- [What you will do]:
Can you copy out the data exactly? Leave the images out.

- [Material for this task]:
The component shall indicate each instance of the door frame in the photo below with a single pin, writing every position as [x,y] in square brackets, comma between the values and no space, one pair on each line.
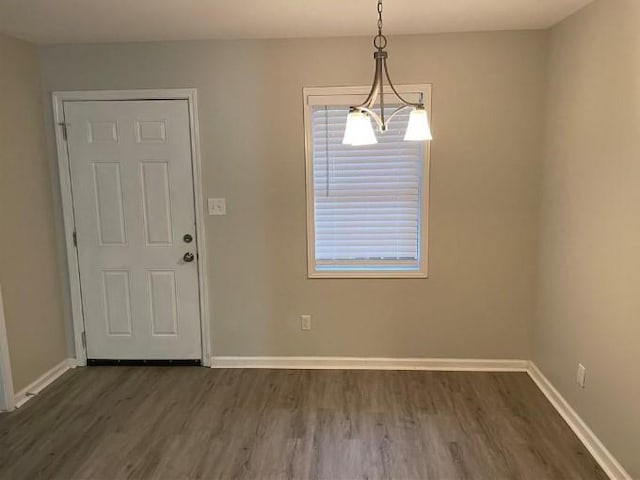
[7,397]
[191,95]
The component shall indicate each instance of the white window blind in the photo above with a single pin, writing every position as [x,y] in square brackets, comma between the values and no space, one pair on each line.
[367,199]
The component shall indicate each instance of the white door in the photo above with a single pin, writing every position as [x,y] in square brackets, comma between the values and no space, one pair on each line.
[132,187]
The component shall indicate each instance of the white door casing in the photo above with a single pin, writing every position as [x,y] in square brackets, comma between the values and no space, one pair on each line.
[133,199]
[7,401]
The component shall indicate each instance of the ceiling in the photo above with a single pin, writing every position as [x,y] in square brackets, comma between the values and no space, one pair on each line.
[74,21]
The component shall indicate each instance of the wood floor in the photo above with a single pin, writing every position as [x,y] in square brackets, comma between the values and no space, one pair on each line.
[191,422]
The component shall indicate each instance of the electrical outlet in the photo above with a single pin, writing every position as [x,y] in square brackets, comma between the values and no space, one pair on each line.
[581,375]
[217,206]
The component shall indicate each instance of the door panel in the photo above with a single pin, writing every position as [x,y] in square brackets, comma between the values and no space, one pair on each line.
[132,185]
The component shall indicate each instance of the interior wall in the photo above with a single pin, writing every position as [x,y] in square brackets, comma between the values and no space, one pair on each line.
[589,304]
[487,112]
[29,272]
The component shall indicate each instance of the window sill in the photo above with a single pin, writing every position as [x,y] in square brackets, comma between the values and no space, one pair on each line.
[372,274]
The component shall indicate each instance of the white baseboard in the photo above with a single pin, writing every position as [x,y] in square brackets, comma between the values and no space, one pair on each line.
[367,363]
[33,389]
[605,459]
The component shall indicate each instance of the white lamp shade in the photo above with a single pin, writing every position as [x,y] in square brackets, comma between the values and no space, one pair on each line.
[418,127]
[359,130]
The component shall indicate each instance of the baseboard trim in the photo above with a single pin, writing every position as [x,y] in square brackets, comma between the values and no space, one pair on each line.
[34,388]
[367,363]
[605,459]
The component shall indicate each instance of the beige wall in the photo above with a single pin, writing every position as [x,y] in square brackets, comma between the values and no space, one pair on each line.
[486,117]
[589,303]
[28,267]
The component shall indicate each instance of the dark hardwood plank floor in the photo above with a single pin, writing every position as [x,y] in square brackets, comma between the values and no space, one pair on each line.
[189,422]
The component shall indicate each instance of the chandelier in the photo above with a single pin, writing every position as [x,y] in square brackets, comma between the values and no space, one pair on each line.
[359,130]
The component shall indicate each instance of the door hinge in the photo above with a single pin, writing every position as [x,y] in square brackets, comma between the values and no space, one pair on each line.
[63,126]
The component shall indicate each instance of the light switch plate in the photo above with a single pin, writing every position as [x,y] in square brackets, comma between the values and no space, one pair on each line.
[581,375]
[305,322]
[217,206]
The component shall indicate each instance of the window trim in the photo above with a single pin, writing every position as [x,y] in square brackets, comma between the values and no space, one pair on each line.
[312,272]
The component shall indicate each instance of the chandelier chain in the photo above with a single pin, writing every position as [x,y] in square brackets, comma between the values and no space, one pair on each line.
[380,41]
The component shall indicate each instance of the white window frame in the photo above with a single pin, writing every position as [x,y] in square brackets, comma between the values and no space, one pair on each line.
[316,95]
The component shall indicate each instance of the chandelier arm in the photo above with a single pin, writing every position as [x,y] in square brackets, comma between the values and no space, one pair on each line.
[397,111]
[405,101]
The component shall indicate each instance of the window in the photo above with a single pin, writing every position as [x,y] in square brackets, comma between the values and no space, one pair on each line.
[367,206]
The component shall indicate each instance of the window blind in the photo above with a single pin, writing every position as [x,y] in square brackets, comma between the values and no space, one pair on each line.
[366,199]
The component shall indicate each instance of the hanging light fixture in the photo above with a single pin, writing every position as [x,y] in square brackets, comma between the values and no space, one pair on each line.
[359,130]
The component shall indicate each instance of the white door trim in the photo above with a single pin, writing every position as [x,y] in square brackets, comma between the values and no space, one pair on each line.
[189,94]
[7,399]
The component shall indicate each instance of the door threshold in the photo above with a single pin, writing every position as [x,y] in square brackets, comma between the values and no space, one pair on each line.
[94,362]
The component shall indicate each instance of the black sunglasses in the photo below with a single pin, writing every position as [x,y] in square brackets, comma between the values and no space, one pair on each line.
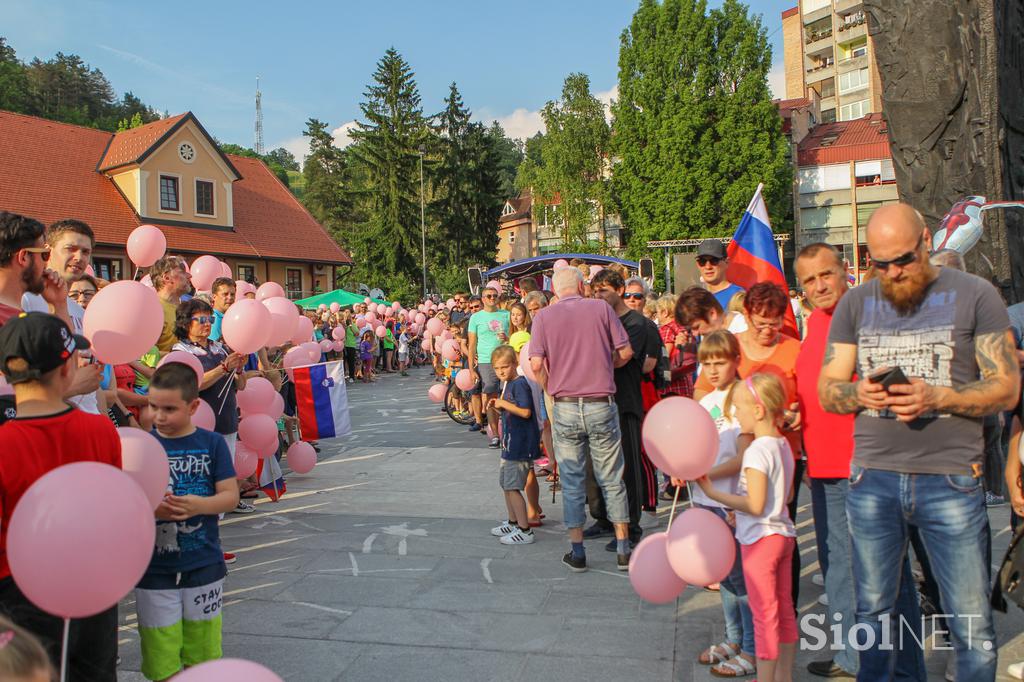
[900,261]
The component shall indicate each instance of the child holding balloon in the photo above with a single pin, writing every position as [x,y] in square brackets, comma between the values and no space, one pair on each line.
[766,534]
[180,595]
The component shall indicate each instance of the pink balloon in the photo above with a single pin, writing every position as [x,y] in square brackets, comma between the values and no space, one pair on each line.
[258,430]
[284,318]
[680,438]
[123,322]
[303,330]
[143,459]
[225,670]
[184,357]
[301,457]
[80,539]
[312,351]
[525,368]
[700,548]
[269,290]
[435,326]
[205,417]
[451,350]
[650,573]
[246,326]
[145,246]
[436,392]
[464,380]
[245,460]
[258,392]
[204,270]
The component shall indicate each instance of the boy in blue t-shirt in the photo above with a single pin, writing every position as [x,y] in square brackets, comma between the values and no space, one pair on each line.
[520,444]
[180,595]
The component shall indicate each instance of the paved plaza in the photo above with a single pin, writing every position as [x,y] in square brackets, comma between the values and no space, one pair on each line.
[379,565]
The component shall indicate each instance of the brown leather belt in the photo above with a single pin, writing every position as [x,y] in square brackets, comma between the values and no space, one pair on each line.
[602,398]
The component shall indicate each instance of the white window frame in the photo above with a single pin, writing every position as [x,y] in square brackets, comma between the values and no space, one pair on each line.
[213,189]
[862,81]
[160,201]
[863,105]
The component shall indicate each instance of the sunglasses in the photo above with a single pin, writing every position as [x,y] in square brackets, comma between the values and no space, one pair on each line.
[899,261]
[44,252]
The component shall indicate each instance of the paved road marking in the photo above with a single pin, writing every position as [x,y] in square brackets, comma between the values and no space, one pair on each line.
[265,545]
[323,608]
[253,517]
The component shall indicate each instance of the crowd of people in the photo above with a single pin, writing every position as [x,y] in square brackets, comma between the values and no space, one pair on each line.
[896,402]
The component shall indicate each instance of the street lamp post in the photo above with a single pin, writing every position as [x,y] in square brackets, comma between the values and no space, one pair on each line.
[423,228]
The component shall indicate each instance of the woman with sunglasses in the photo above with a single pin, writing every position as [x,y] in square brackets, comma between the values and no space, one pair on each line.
[222,378]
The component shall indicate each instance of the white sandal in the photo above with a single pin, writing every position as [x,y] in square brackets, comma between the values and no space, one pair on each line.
[713,655]
[736,667]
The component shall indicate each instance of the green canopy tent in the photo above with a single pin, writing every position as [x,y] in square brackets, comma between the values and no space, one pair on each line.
[339,296]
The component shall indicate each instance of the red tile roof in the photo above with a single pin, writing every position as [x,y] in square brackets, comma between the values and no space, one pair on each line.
[130,145]
[47,171]
[860,139]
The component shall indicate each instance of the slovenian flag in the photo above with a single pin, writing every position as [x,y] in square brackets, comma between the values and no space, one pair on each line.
[322,401]
[754,257]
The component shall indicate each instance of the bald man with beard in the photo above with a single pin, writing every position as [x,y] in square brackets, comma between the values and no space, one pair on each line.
[918,460]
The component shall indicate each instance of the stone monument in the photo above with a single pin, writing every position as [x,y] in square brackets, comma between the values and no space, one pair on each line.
[952,92]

- [Response]:
The component shall indicate each instance of the door frame in the photo below with a single pin, writing every position as [x,y] in square brackets, comma between the values and no space, one pair on each line.
[7,397]
[191,95]
The component shall indicate each instance of the white window blind in the photo above with a single pin, writing every position as [x,y] in square brackets, comma between the values and no space, one pair on each line.
[367,199]
The component shall indicate each instance of the white door in the photo above with a single pin, writing every position as [x,y] in square brackets, comma between the values and no space, one pair on each line.
[132,187]
The component shall indicate each instance of the white door casing in the photo above with a single pin, writing every position as [x,y] in square brackets, comma between the values and no space, one pair on each line.
[133,199]
[7,401]
The component shall indicate each instance of the ceiling in the photo above with a single pin, writing every position as [x,y] in square brackets, comma between the values and no space, one pair on each line.
[74,21]
The component shall indicate each instance of the wood floor in the photo above with a single pin, writing every position as [x,y] in square brackets, comma between the values and no space, one pair on each line.
[191,422]
The component shall indicate each instance of the electrical outlet in the photo above with a single pin, writing every position as [x,y] in square brackets, comma between the values and no space, one pair on each line.
[581,375]
[217,206]
The component shall indicate each instance of the door panel in the photo above with a single pin, writing every position as [x,y] in square brackets, comma between the values and no space, one pair on each line.
[132,185]
The component shall indicate each instance of the interior wall in the photo above with a single pin, writing every position as [x,y] in square brackets, comma between the values and no space, one pair on each line.
[589,304]
[487,112]
[29,272]
The component shall indicate each instance of the window sill in the photo above with a single pin, writing every position as [x,y] in square brackets, comma between the values and no space, one pair on each line.
[372,274]
The component shall indicate each instance of the white baseboard in the photo above with a single pin, writing every position as [x,y] in square brackets, comma between the values and no space, one pair on each line.
[367,363]
[33,389]
[605,459]
The component shall indicate each instance of the white lamp shade in the photo above with a single pin, writing every position as [x,y] in square brackets, comma between the values and no space, one pair on each line.
[418,127]
[359,130]
The component shall indicate each instance of the baseboard trim in the photo above with a single pin, writing every position as [x,y] in square brackets, comma between the values and no space, one pair on each line.
[34,388]
[367,363]
[605,459]
The component shall indicate each instance of the beige wall in the photo above with a single pin, writing every position as [x,y] in square brackets, comma between the values and no space, one pair on each line.
[486,117]
[589,303]
[28,267]
The component shall indicate each instance of the dark hardwood plank floor in the photo above with a single pin, writing every position as [x,y] in square brackets, comma between the values and no space, one pair on each line.
[189,422]
The component shall indicate each instance of the chandelier in the photo above with a single pin, writing every position as [x,y] in square brackets, comma between the values and no space, one pair on each line.
[359,130]
The component shall indicate each instance of the door hinge in the photo above with a single pin, writing every position as [x,y] in square brackets, comma between the values and no space, one pair on each line.
[63,126]
The component shall indicate each instance of the light switch plate in the photo above with a single pin, writing every position as [x,y] in square brackets, comma between the values and no space, one pair on each line.
[581,375]
[305,322]
[217,206]
The component shall indicate each instance of the window trim in the photo above with a single pin, writing every position as [x,y] in square brackets, comma between the values and no space, one pair on each line.
[312,272]
The component shall indicate each instance of the chandelier chain in the photo above with a single pin, writing every position as [x,y] in square brackets, comma between the values and no space, one pair on each line.
[380,41]
The component shall indicate each instance of the white window frame in the photo above with a single pin, writing every position as [x,y] in square brackets, comma between the values and no space, one pair on each line.
[316,95]
The component shall indicate each instance of the chandelier arm in the photo above with a single pin, writing every position as [x,y] in square brackets, comma between the values and no space, one pair on each line.
[397,111]
[405,101]
The component shall indicate each instance of the window in the photo above with a single pin, writing every position as [x,y] in square brackets, comma between the values and no space, one pair on each line.
[367,206]
The component shall indicate each instance of the window blind in the photo above with a single pin, writing every position as [x,y] in square brackets, comma between the values and no space, one pair on each line.
[366,199]
The component shall indicate each instance of the hanging light fixture in the photo above with a single pin, writing every position as [x,y] in square brackets, comma between the values and no space, one pair on each line.
[359,130]
The component shall indicate each instance of the white door trim in the photo above with a single pin, writing every position as [x,y] in square brackets, comma between the values and no space, one pair on each line.
[189,94]
[7,399]
The component shall indicate each instance of the door threshold in the photo above with a single pin, writing every position as [x,y] in square brackets, comma between the values and no space, one pair on each line.
[94,362]
The component shall indicate each instance of the black sunglasses in the photo below with a single pin, writing every position as [x,y] in square brackets, comma between the values and no space, one pair on each line.
[900,261]
The component shall indicate each instance of the child holding balloon in the photo above with a single pin, writing every position as [x,y] in square brackets, comma between the values and no space, one pair on each line.
[766,534]
[180,595]
The component shall indicate each instance of the pink balloon in the photo above with a single pin, writing every position as [x,y] in square brackets, comma between the values and no space, one pair on each line.
[258,430]
[284,318]
[680,438]
[123,322]
[303,330]
[143,459]
[225,670]
[184,357]
[301,457]
[80,539]
[312,351]
[525,368]
[700,548]
[269,290]
[435,326]
[205,417]
[451,350]
[650,573]
[246,326]
[145,246]
[436,392]
[464,380]
[245,460]
[258,392]
[204,270]
The component shall indicate each instance of the boy in blue t-shirt in the photo above with a single pin, writing every position as [x,y] in square brackets, comma between the values and no space, one pair on each line.
[520,444]
[180,595]
The component shall indicate each instance of the paved plaza in the photo above with a single pin, writing every position as [x,y] in square brackets, comma between the values and no space, one pair on each line.
[379,565]
The component shall indicate each instance of the brown leather belt in the photo above with a single pin, writing every position as [x,y] in square brackets, comma between the values and no space, one pair on each line.
[602,398]
The component shall indicate each instance of the white window frame in the photo above with a single pin, writing every position as [x,y] in square brackets, comma between the values and no space, one pair on each line.
[213,189]
[862,81]
[160,201]
[863,105]
The component shall indicate each instance of the sunglasses in the photo above with a single pin, writing every position as [x,y] in square brackets, comma between the values and no space, one pair on each line.
[899,261]
[44,252]
The component shall indicate each instance of the paved road marking in the photo above with a single pin, writing every position as [x,y] in square brackets, comma between the values and no space, one pair on each line.
[265,545]
[323,608]
[253,517]
The component shall indicate each instance of the crowd of people in the photo above with a single pin, writing every position as [x,y] in square brackets, comma between the values and no space, one pair on each line.
[896,402]
The component shall indicate each instance of the street lamp post in the photo above with a single pin, writing every position as [x,y] in square brackets, comma between the values and no space, one pair on each line.
[423,228]
The component shall indicate each instance of the woman with sunglasses in the photo above with a single pin, writing every position as [x,y] in square brackets, comma between the values and no space, one pair on each line.
[222,378]
The component shall indicate each instance of the white sandal in the photo above with a single pin, writing every position as [x,y] in square brackets, comma between the values and no space, one pair on each line.
[713,655]
[736,667]
The component shall indicate each instance of the green canopy tent in the photo above with a single pin, writing every position as [x,y] in square brackets, comma between the values and no space, one pair on each line.
[339,296]
The component shall indicate each instance of the red tile roof in the photo above with a single pin, writing every position as [x,y] in square brackets, comma between the values and no space, one pair on each line.
[130,145]
[47,171]
[860,139]
The component shall indicate each instance of the slovenian flag in the photo above with a single pin, writing every position as [x,y] in square brackets, comma between the values and no space, one pair on each line.
[322,401]
[754,257]
The component shall indicate each instance of the bald man with beard in the photo above with a single pin, writing every position as [x,y] in square brackets, comma between the values and no space, one pair on each line.
[918,460]
The component shall indicate each instance of the stone monument in the photo above with a single pin, writing every position as [x,y] in square brackets, comma between the values and no space, one pair on each line.
[952,92]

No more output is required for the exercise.